§ Goal: Please find every line below that contains the string "Target", matching case exactly, and copy each of those lines in full.

§ Stored data:
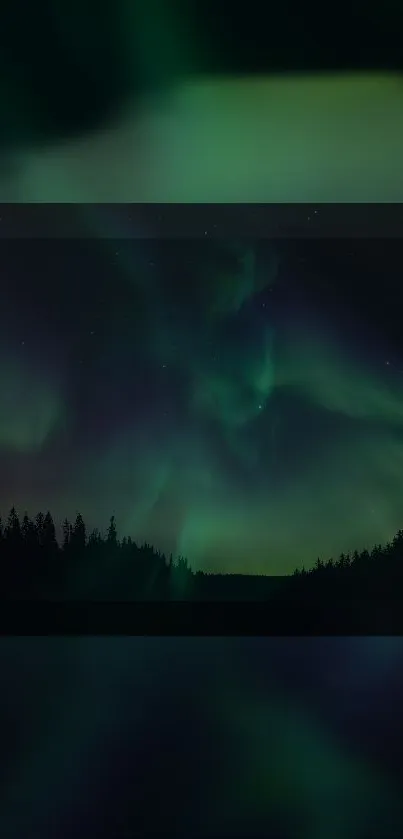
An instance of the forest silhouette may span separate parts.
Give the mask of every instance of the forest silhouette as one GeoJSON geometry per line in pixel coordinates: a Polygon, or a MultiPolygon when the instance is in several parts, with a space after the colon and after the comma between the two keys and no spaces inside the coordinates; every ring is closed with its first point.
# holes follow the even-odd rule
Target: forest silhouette
{"type": "Polygon", "coordinates": [[[21,520],[12,507],[4,524],[0,518],[0,573],[3,610],[10,603],[39,603],[45,610],[44,604],[113,603],[115,615],[125,614],[128,631],[131,618],[141,614],[140,604],[143,616],[144,604],[154,610],[148,628],[158,604],[174,605],[177,614],[182,610],[184,631],[186,616],[187,632],[212,631],[218,615],[215,631],[226,631],[228,618],[230,631],[252,633],[277,627],[285,633],[379,634],[403,626],[403,530],[385,545],[318,558],[311,568],[296,568],[288,576],[217,574],[193,571],[187,558],[166,556],[130,536],[120,539],[114,516],[105,534],[88,533],[81,513],[74,523],[66,518],[59,543],[49,511],[35,518],[25,513],[21,520]],[[186,604],[191,604],[187,612],[186,604]]]}

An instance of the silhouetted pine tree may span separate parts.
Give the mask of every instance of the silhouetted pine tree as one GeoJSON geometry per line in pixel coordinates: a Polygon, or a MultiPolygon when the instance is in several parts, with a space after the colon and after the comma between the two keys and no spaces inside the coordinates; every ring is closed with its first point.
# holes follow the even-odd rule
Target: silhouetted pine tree
{"type": "Polygon", "coordinates": [[[68,519],[65,519],[62,524],[63,544],[62,550],[66,553],[69,549],[72,527],[68,519]]]}
{"type": "Polygon", "coordinates": [[[38,544],[41,547],[43,546],[43,540],[44,540],[44,527],[45,527],[45,516],[43,515],[43,513],[39,512],[35,516],[35,529],[36,529],[38,544]]]}
{"type": "Polygon", "coordinates": [[[59,549],[56,540],[56,528],[49,511],[43,521],[43,547],[51,554],[56,554],[59,549]]]}
{"type": "Polygon", "coordinates": [[[38,539],[34,522],[29,518],[28,513],[24,514],[21,533],[26,553],[33,555],[38,548],[38,539]]]}
{"type": "Polygon", "coordinates": [[[74,548],[75,551],[81,552],[85,548],[86,541],[87,540],[84,519],[81,513],[77,513],[73,527],[73,534],[71,537],[71,546],[72,548],[74,548]]]}
{"type": "Polygon", "coordinates": [[[108,533],[107,533],[107,536],[106,536],[106,541],[107,541],[109,547],[112,547],[112,548],[117,547],[118,539],[117,539],[115,516],[110,517],[108,533]]]}
{"type": "Polygon", "coordinates": [[[5,539],[10,551],[18,551],[22,547],[21,525],[15,507],[12,507],[7,518],[5,539]]]}

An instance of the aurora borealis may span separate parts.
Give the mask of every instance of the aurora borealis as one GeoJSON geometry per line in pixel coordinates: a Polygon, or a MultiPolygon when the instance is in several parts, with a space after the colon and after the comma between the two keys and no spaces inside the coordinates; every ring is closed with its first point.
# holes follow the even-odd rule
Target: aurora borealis
{"type": "Polygon", "coordinates": [[[220,238],[220,212],[2,239],[3,515],[114,513],[194,569],[268,574],[401,527],[400,241],[220,238]]]}

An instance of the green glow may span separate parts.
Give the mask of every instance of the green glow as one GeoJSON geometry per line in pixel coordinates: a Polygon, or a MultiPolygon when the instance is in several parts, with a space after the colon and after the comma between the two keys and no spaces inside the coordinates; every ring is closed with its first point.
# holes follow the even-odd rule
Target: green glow
{"type": "Polygon", "coordinates": [[[27,152],[14,200],[400,201],[402,146],[398,76],[183,76],[136,116],[27,152]]]}

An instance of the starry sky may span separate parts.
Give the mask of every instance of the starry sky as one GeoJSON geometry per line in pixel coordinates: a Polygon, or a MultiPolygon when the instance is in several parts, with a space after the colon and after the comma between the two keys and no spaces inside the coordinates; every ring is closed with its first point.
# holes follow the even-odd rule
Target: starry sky
{"type": "Polygon", "coordinates": [[[3,207],[3,516],[115,514],[195,569],[275,575],[392,536],[403,245],[377,212],[43,206],[28,238],[3,207]]]}

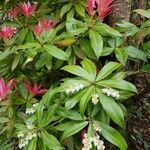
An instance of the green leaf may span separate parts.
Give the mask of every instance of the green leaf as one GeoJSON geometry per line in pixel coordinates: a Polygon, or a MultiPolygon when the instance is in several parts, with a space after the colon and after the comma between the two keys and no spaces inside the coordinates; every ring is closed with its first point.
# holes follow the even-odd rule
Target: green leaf
{"type": "Polygon", "coordinates": [[[9,122],[9,118],[0,117],[0,123],[6,123],[6,122],[9,122]]]}
{"type": "Polygon", "coordinates": [[[108,97],[102,93],[100,93],[99,96],[100,102],[106,114],[120,127],[124,127],[124,116],[120,106],[115,102],[112,97],[108,97]]]}
{"type": "Polygon", "coordinates": [[[103,39],[102,39],[101,35],[94,30],[89,30],[89,38],[91,41],[92,48],[98,59],[103,50],[103,39]]]}
{"type": "Polygon", "coordinates": [[[63,147],[60,145],[59,141],[54,137],[52,134],[49,134],[46,131],[41,132],[42,139],[44,144],[52,150],[60,150],[63,149],[63,147]]]}
{"type": "Polygon", "coordinates": [[[68,4],[64,5],[64,6],[62,7],[62,9],[61,9],[60,17],[62,18],[63,15],[64,15],[65,13],[67,13],[67,12],[71,9],[72,6],[73,6],[72,3],[68,3],[68,4]]]}
{"type": "Polygon", "coordinates": [[[121,36],[117,30],[111,28],[105,23],[97,23],[93,26],[93,29],[99,32],[101,35],[121,36]]]}
{"type": "Polygon", "coordinates": [[[94,81],[96,78],[96,66],[95,64],[89,60],[89,59],[84,59],[82,62],[82,67],[85,69],[92,77],[92,80],[94,81]]]}
{"type": "Polygon", "coordinates": [[[78,133],[80,130],[82,130],[86,125],[88,124],[88,121],[84,121],[81,123],[76,123],[71,126],[68,126],[67,130],[64,131],[62,135],[62,140],[66,139],[67,137],[70,137],[76,133],[78,133]]]}
{"type": "Polygon", "coordinates": [[[134,24],[124,20],[120,23],[116,23],[116,25],[118,26],[118,30],[125,33],[126,36],[133,36],[139,31],[139,28],[134,24]]]}
{"type": "Polygon", "coordinates": [[[104,47],[103,51],[101,53],[101,56],[107,56],[110,55],[113,52],[114,48],[111,47],[104,47]]]}
{"type": "Polygon", "coordinates": [[[86,89],[86,91],[83,93],[80,103],[79,103],[79,107],[80,107],[80,113],[83,114],[85,112],[86,106],[89,102],[89,100],[91,99],[91,95],[94,92],[94,87],[91,86],[89,88],[86,89]]]}
{"type": "Polygon", "coordinates": [[[111,87],[111,88],[116,88],[116,89],[121,89],[121,90],[126,90],[126,91],[137,93],[137,89],[133,84],[125,80],[121,80],[121,79],[102,80],[102,81],[97,82],[97,84],[100,86],[104,86],[104,87],[111,87]]]}
{"type": "Polygon", "coordinates": [[[62,70],[65,70],[65,71],[70,72],[74,75],[77,75],[81,78],[84,78],[84,79],[91,81],[90,74],[80,66],[68,65],[68,66],[63,67],[62,70]]]}
{"type": "Polygon", "coordinates": [[[120,150],[127,150],[127,143],[117,130],[102,122],[97,123],[100,125],[102,129],[101,134],[106,140],[118,146],[120,150]]]}
{"type": "Polygon", "coordinates": [[[118,69],[121,66],[121,64],[117,62],[109,62],[107,63],[101,71],[98,73],[96,81],[100,81],[104,78],[106,78],[108,75],[110,75],[113,71],[118,69]]]}
{"type": "Polygon", "coordinates": [[[9,55],[15,52],[16,47],[13,47],[12,49],[8,48],[4,52],[0,53],[0,61],[6,59],[9,55]]]}
{"type": "Polygon", "coordinates": [[[35,68],[38,70],[41,67],[46,65],[47,69],[51,69],[52,67],[52,55],[50,55],[48,52],[43,52],[38,59],[38,61],[35,64],[35,68]]]}
{"type": "Polygon", "coordinates": [[[26,43],[24,45],[20,45],[17,47],[17,50],[19,49],[30,49],[30,48],[40,48],[41,45],[39,43],[26,43]]]}
{"type": "Polygon", "coordinates": [[[85,17],[85,9],[80,3],[75,4],[74,7],[77,14],[79,14],[82,17],[85,17]]]}
{"type": "Polygon", "coordinates": [[[37,142],[37,139],[36,139],[36,138],[33,138],[33,139],[30,141],[27,150],[36,150],[36,142],[37,142]]]}
{"type": "Polygon", "coordinates": [[[55,113],[55,110],[57,108],[57,104],[54,104],[52,107],[50,107],[48,109],[47,112],[44,112],[44,117],[42,119],[42,125],[41,127],[46,127],[50,122],[51,122],[51,119],[52,117],[54,116],[54,113],[55,113]]]}
{"type": "Polygon", "coordinates": [[[78,28],[78,29],[72,29],[72,30],[68,31],[68,35],[70,35],[70,36],[79,35],[79,34],[85,32],[86,30],[88,30],[87,27],[78,28]]]}
{"type": "Polygon", "coordinates": [[[94,50],[92,49],[92,46],[91,46],[91,43],[89,40],[81,39],[80,40],[80,47],[88,58],[96,59],[96,56],[94,54],[94,50]]]}
{"type": "Polygon", "coordinates": [[[136,9],[135,12],[150,19],[150,10],[136,9]]]}
{"type": "Polygon", "coordinates": [[[145,65],[142,67],[142,70],[143,70],[143,71],[146,71],[146,72],[150,72],[150,64],[145,64],[145,65]]]}
{"type": "Polygon", "coordinates": [[[128,59],[128,53],[126,52],[126,50],[124,50],[123,48],[116,48],[115,49],[115,54],[117,59],[123,64],[126,64],[126,61],[128,59]]]}
{"type": "Polygon", "coordinates": [[[58,124],[55,129],[58,131],[65,131],[66,129],[68,129],[68,127],[73,126],[74,124],[76,124],[75,121],[69,121],[69,122],[65,122],[65,123],[60,123],[58,124]]]}
{"type": "Polygon", "coordinates": [[[44,45],[43,48],[54,57],[60,60],[67,60],[67,54],[56,46],[47,44],[44,45]]]}
{"type": "Polygon", "coordinates": [[[128,46],[124,48],[131,58],[140,59],[147,62],[146,55],[136,47],[128,46]]]}
{"type": "Polygon", "coordinates": [[[56,113],[63,118],[69,118],[71,120],[82,120],[82,116],[74,110],[68,110],[66,108],[60,107],[56,110],[56,113]]]}
{"type": "Polygon", "coordinates": [[[22,44],[24,42],[27,34],[28,34],[28,28],[22,28],[19,31],[19,36],[17,38],[17,44],[22,44]]]}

§ Task answer:
Target: forest silhouette
Target: silhouetted pine tree
Target: aurora borealis
Target: green glow
Target: starry sky
Target: green leaf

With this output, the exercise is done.